** Start DATA IN THIS EXERCISE **

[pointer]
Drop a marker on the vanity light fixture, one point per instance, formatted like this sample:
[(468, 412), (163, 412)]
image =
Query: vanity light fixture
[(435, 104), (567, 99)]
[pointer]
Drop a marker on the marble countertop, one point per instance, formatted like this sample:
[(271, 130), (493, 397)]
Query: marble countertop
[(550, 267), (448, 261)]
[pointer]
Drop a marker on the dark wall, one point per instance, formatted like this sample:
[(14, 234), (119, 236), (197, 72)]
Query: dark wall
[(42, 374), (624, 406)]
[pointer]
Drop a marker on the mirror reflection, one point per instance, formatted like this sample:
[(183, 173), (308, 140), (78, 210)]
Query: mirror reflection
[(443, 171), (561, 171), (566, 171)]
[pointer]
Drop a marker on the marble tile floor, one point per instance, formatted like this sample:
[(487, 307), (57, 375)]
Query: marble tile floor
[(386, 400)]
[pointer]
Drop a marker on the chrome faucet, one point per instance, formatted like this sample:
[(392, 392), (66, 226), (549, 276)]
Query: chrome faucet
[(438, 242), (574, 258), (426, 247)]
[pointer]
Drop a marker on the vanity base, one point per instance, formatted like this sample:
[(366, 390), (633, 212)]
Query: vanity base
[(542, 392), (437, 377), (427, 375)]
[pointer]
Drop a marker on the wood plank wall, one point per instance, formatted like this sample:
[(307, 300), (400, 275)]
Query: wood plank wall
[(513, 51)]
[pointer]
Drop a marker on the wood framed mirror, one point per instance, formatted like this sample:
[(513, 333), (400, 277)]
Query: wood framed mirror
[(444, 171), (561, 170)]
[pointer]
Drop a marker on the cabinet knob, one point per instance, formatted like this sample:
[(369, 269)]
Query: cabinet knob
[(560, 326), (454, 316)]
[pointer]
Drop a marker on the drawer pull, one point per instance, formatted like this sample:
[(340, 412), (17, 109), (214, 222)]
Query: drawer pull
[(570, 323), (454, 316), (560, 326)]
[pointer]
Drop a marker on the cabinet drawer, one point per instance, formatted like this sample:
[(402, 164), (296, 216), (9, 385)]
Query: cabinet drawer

** End DATA IN THIS EXERCISE **

YOUR INSTRUCTIONS: Copy out the whole listing above, requests and all, and multiply every answer coordinate by 1.75, rounding to the nearest whole number with halves going up. Keep the sample points inside the requests as they are.

THE SOLUTION:
[pointer]
Drop a marker on the vanity light fixture, one point per instance, formatted like this sample:
[(468, 412), (163, 412)]
image =
Query: vanity light fixture
[(761, 182), (992, 173)]
[pointer]
Drop a marker on the marble countertop, one point per instance, formatted like this sample:
[(271, 130), (493, 397)]
Query: marble countertop
[(963, 467), (784, 457)]
[pointer]
Drop a marker on the dark wall, one point per instance, formatted like this sample:
[(14, 234), (119, 236), (197, 72)]
Query: dark wall
[(74, 655), (1092, 711)]
[pointer]
Drop a marker on the mirror reflection, one point per instance, formatted like this sample:
[(183, 173), (308, 140), (78, 210)]
Query: mirror reflection
[(775, 299), (982, 299), (991, 299)]
[pointer]
Drop a marker on the marble tile floor, one point per instance, formatted like this sample:
[(487, 307), (57, 375)]
Query: marble tile floor
[(676, 700)]
[pointer]
Drop a marker on the chrome faucet, one point per instance, formatted like this sample:
[(392, 392), (66, 226), (549, 276)]
Query: chrome faucet
[(767, 424), (1005, 452), (746, 432)]
[pointer]
Drop a marker on the vanity base, one point per instance, formatted like this sample:
[(366, 390), (633, 212)]
Query: vanity base
[(949, 686), (765, 660), (747, 656)]
[pointer]
Drop a marker on the wood plank wall, one point per instance, formatted like this sample:
[(307, 300), (400, 275)]
Query: wood plank wall
[(898, 89)]
[pointer]
Drop a marker on the wood framed mirror, one point per instance, formatted like this sample:
[(513, 333), (400, 277)]
Query: wood framed mirror
[(777, 299), (982, 298)]
[pointer]
Drop a marker on the cabinet knob, one point per instance, formatted like this sample:
[(369, 269)]
Query: cabinet knob
[(980, 571), (795, 553)]
[pointer]
Drop a marker on the drawer pull, one point per instance, formatted like this sample:
[(340, 412), (17, 109), (214, 222)]
Query: drawer pull
[(998, 565), (795, 553), (980, 571)]
[pointer]
Drop a marker on the cabinet drawer, one point per instance, formatted like this sample:
[(402, 164), (296, 216), (9, 385)]
Query: cabinet drawer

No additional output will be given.